[START OF SOURCE EXCERPT]

Issue(HER with in SAC algorithm)

Question

Issue(HER with in SAC algorithm)

wadeKeith opened this issue 5 months ago · comments

🐛 Bug

I have no idea, why my code can't run. Is that about vectorize env problem? or something. Please help me to check this code.

Code example

import numpy as np
from env import UR5Env
import math
from stable_baselines3.common.env_checker import check_env
import gymnasium as gym

from stable_baselines3 import SAC, HerReplayBuffer
from stable_baselines3.common.env_util import make_vec_env
from stable_baselines3.common.vec_env import DummyVecEnv, VecNormalize
import time
import os

from utilize import linear_schedule

seed = 429
reset_arm_poses = [math.pi, -math.pi/2, -math.pi5/9, -math.pi4/9,
math.pi/2, 0]
reset_gripper_range = [0, 0.085]
visual_sensor_params = {
'image_size': [128, 128],
'dist': 1.0,
'yaw': 90.0,
'pitch': -25.0,
'pos': [0.6, 0.0, 0.0525],
'fov': 75.0,
'near_val': 0.1,
'far_val': 5.0,
'show_vision': False
}
robot_params = {
"reset_arm_poses": reset_arm_poses,
"reset_gripper_range": reset_gripper_range,
}

sim_params = {"use_gui":False,
'timestep':1/240,
'control_type':'joint',
'gripper_enable':False}
env_kwargs_dict = {"sim_params":sim_params, "robot_params": robot_params, "visual_sensor_params": visual_sensor_params}

vec_env = make_vec_env(UR5Env, n_envs=1, env_kwargs = env_kwargs_dict, seed=seed)
vec_env = VecNormalize(vec_env, norm_obs=True, norm_reward=False)
model = SAC("MultiInputPolicy",vec_env,
learning_rate = linear_schedule(1e-6),
replay_buffer_class=HerReplayBuffer,
replay_buffer_kwargs=dict( n_sampled_goal=1, goal_selection_strategy="future"),
buffer_size = 1000000,
learning_starts = 100,
batch_size = 256,
tau = 0.005,
gamma = 0.99,
train_freq = (1, "step"), #(2, "episode"), (5, "step")
tensorboard_log = './logs',
seed = seed,
verbose=1,
device='cuda')
model.learn(total_timesteps=500000,
log_interval=10,
tb_log_name="ur5_robotiq140_sac",
progress_bar=True)
model.save("./model/ur5_robotiq140_sac")
stats_path = os.path.join('./normalize_file/', "vec_normalize_sac.pkl")
vec_env.save(stats_path)

vec_env.close()

[END OF SOURCE EXCERPT]

◆ PROBLEM DETAILS ◆
Write the next part of the bug report on using HER with the SAC algorithm, picking up after its final line.

[START OF DATA LISTING]

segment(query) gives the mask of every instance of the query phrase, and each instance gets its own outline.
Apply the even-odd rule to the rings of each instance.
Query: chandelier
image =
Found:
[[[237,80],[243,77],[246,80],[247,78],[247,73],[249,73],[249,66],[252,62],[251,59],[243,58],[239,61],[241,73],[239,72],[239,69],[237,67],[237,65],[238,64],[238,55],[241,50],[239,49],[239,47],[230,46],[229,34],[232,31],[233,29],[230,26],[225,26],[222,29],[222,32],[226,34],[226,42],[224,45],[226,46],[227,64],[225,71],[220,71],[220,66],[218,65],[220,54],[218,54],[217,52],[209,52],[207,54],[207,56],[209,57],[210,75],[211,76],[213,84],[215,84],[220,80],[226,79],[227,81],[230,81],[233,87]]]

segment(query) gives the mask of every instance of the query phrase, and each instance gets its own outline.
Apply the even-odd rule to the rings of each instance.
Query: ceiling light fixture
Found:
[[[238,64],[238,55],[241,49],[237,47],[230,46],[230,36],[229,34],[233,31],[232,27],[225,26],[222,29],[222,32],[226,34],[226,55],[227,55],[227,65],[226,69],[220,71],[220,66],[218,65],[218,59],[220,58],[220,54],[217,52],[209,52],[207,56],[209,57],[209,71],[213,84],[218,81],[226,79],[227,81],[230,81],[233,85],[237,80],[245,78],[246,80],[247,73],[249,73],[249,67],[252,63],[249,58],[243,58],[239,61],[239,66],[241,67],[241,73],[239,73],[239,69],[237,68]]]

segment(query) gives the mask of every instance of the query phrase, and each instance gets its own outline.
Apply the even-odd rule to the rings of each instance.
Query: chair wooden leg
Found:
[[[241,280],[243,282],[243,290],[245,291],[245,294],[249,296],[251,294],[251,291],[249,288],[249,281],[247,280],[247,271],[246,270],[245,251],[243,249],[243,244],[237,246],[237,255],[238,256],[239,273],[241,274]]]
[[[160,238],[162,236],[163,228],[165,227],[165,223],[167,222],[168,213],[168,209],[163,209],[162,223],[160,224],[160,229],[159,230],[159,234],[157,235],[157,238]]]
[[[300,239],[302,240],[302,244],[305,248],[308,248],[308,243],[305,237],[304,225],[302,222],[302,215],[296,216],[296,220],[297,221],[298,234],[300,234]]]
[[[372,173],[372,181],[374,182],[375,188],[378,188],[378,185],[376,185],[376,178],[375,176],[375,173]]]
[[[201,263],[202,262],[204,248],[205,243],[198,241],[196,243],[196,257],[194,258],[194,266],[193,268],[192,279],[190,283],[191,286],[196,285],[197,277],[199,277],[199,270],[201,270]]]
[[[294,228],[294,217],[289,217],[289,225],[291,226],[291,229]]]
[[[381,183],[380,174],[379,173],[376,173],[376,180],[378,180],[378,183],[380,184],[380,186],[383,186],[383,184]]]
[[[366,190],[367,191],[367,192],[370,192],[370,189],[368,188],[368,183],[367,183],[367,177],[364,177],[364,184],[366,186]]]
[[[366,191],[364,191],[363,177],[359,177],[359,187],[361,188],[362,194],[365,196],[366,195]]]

[END OF DATA LISTING]

◆ ANSWER TO THE PROBLEM ◆
del model ,vec_env# remove to demonstrate saving and loading
sim_params['use_gui'] = True
env_kwargs_dict = {"sim_params":sim_params, "robot_params": robot_params, "visual_sensor_params": visual_sensor_params}
vec_env = make_vec_env(UR5Env, n_envs=1, env_kwargs = env_kwargs_dict, seed=seed)
vec_env = VecNormalize.load(stats_path, vec_env)
vec_env.training = False
vec_env.norm_reward = False
model = SAC.load("./model/ur5_robotiq140_sac",env=vec_env)
obs = vec_env.reset()
dones=False
while not dones:
action, _states = model.predict(obs,deterministic=True)
obs, rewards, dones, info = vec_env.step(action)
vec_env.render("human")
vec_env.close()
exit()

Relevant log output / Error message

Unable to sample before the end of the first episode. We recommend choosing a value for learning_starts that is greater than the maximum number of timesteps in the environment.
  File "/home/zxr/Documents/yincheng/Github/UR5/train_sac.py", line 76, in <module>
    model.learn(total_timesteps=500000,
RuntimeError: Unable to sample before the end of the first episode. We recommend choosing a value for learning_starts that is greater than the maximum number of timesteps in the environment.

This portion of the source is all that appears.